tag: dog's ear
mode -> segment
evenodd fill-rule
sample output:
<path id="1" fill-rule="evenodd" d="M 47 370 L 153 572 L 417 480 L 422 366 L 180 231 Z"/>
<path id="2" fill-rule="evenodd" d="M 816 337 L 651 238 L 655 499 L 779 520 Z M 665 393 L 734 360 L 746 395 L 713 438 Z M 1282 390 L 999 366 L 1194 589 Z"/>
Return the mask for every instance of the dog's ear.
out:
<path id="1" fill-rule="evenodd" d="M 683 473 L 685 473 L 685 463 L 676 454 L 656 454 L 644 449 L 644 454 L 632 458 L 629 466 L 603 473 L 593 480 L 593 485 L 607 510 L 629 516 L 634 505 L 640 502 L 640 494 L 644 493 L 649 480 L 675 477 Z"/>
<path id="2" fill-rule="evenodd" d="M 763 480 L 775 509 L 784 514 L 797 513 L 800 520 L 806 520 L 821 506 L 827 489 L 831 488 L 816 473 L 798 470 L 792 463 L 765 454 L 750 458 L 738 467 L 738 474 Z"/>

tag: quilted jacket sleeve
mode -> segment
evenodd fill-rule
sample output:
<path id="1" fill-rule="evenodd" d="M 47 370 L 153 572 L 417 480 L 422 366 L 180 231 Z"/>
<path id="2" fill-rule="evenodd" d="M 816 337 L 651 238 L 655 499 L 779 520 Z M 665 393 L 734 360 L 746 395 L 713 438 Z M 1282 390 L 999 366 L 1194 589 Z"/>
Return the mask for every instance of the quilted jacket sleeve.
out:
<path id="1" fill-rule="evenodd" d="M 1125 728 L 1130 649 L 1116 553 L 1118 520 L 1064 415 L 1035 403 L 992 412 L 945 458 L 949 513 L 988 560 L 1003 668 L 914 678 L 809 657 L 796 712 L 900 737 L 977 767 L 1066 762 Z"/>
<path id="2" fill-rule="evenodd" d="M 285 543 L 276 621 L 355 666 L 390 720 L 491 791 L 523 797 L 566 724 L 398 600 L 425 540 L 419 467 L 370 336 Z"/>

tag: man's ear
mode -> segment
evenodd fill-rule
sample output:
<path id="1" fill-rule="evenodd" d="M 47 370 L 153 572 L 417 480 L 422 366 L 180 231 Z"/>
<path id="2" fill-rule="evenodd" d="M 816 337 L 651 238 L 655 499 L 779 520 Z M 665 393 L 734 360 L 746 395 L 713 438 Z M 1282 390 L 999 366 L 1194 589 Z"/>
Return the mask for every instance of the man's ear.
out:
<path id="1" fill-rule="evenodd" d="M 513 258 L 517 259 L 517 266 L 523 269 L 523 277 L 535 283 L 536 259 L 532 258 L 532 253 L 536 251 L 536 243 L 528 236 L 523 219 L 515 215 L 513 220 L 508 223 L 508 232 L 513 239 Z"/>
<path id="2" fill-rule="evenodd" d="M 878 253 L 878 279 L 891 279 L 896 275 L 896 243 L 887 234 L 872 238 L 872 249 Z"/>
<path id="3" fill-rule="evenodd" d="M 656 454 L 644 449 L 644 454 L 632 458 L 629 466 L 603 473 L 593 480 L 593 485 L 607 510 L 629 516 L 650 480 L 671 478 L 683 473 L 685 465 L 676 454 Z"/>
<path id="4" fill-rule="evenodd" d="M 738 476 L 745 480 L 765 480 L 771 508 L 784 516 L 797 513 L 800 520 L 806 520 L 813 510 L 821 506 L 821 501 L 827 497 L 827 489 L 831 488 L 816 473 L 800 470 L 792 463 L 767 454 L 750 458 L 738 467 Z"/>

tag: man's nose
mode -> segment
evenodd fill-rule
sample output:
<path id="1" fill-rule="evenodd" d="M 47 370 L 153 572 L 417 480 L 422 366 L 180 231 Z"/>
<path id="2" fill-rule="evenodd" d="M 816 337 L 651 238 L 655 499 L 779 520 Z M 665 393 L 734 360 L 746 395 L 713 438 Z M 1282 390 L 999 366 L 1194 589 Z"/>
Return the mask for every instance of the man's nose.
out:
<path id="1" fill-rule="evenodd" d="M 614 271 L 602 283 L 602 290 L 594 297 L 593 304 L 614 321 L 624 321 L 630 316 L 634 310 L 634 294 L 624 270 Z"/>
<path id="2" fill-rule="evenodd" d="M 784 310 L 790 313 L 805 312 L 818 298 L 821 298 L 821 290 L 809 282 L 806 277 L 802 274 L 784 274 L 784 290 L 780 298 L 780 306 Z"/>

━━━━━━━━━━━━━━━━━━━━━━━━━━━━━━

TASK REQUIREMENTS »
Return all of the lines above unchanged, character for character.

REPLY TO THE EXERCISE »
tag: dog's ear
mode -> segment
evenodd fill-rule
sample output:
<path id="1" fill-rule="evenodd" d="M 47 370 L 153 572 L 417 480 L 422 366 L 180 231 Z"/>
<path id="2" fill-rule="evenodd" d="M 816 337 L 651 238 L 655 499 L 779 520 Z M 665 393 L 734 360 L 746 395 L 713 438 Z M 1282 390 L 999 366 L 1194 589 Z"/>
Return the mask for every instance of the dog's ear.
out:
<path id="1" fill-rule="evenodd" d="M 683 473 L 685 473 L 685 463 L 676 454 L 656 454 L 644 449 L 644 454 L 632 458 L 629 466 L 603 473 L 593 480 L 593 485 L 607 510 L 629 516 L 634 505 L 640 502 L 640 494 L 644 493 L 649 480 L 675 477 Z"/>
<path id="2" fill-rule="evenodd" d="M 763 480 L 775 509 L 784 514 L 797 513 L 800 520 L 806 520 L 821 506 L 827 489 L 831 488 L 816 473 L 798 470 L 792 463 L 765 454 L 750 458 L 738 467 L 738 474 Z"/>

tag: quilted jacket sleeve
mode -> segment
evenodd fill-rule
sample output:
<path id="1" fill-rule="evenodd" d="M 47 370 L 153 572 L 417 480 L 422 366 L 180 231 Z"/>
<path id="2" fill-rule="evenodd" d="M 816 337 L 651 238 L 655 499 L 779 520 Z M 665 393 L 734 360 L 746 395 L 713 438 Z M 1282 390 L 999 366 L 1194 589 Z"/>
Return the mask for every instance of the quilted jacket sleeve.
out:
<path id="1" fill-rule="evenodd" d="M 1125 728 L 1130 649 L 1116 553 L 1118 520 L 1064 415 L 1035 403 L 992 412 L 945 458 L 949 513 L 988 560 L 1003 668 L 914 678 L 809 657 L 796 712 L 900 737 L 977 767 L 1066 762 Z"/>
<path id="2" fill-rule="evenodd" d="M 285 543 L 276 621 L 355 666 L 390 720 L 491 791 L 523 797 L 566 724 L 398 600 L 425 540 L 419 467 L 370 336 Z"/>

tag: man's ear
mode -> segment
evenodd fill-rule
sample output:
<path id="1" fill-rule="evenodd" d="M 47 370 L 153 572 L 417 480 L 422 366 L 180 231 Z"/>
<path id="2" fill-rule="evenodd" d="M 816 337 L 651 238 L 655 499 L 779 520 Z M 665 393 L 734 360 L 746 395 L 713 438 Z M 1282 390 L 999 366 L 1194 589 Z"/>
Return the mask for every instance of the man's ear.
out:
<path id="1" fill-rule="evenodd" d="M 513 258 L 517 259 L 517 266 L 523 269 L 523 277 L 535 283 L 536 259 L 532 258 L 532 253 L 536 251 L 536 243 L 528 236 L 523 219 L 515 215 L 513 220 L 508 223 L 508 232 L 513 239 Z"/>
<path id="2" fill-rule="evenodd" d="M 878 253 L 878 279 L 891 279 L 896 275 L 896 243 L 887 234 L 872 238 L 872 249 Z"/>
<path id="3" fill-rule="evenodd" d="M 656 454 L 644 449 L 644 454 L 632 458 L 629 466 L 603 473 L 593 480 L 593 485 L 607 510 L 629 516 L 650 480 L 671 478 L 683 473 L 685 465 L 676 454 Z"/>
<path id="4" fill-rule="evenodd" d="M 738 476 L 745 480 L 765 480 L 771 508 L 784 516 L 797 513 L 800 520 L 806 520 L 813 510 L 821 506 L 821 501 L 827 497 L 827 489 L 831 488 L 816 473 L 800 470 L 792 463 L 767 454 L 750 458 L 738 467 Z"/>

tag: man's nose
mode -> segment
evenodd fill-rule
sample output:
<path id="1" fill-rule="evenodd" d="M 47 370 L 153 572 L 417 480 L 422 366 L 180 231 Z"/>
<path id="2" fill-rule="evenodd" d="M 816 337 L 651 238 L 655 499 L 779 520 Z M 665 393 L 734 360 L 746 395 L 713 438 Z M 1282 390 L 999 366 L 1194 589 Z"/>
Return the mask for every instance of the man's nose.
out:
<path id="1" fill-rule="evenodd" d="M 614 271 L 602 283 L 602 290 L 594 297 L 593 304 L 614 321 L 624 321 L 630 316 L 634 310 L 634 294 L 624 270 Z"/>
<path id="2" fill-rule="evenodd" d="M 784 310 L 790 313 L 805 312 L 818 298 L 821 298 L 821 290 L 809 282 L 806 277 L 802 274 L 784 274 L 784 290 L 780 298 L 780 306 Z"/>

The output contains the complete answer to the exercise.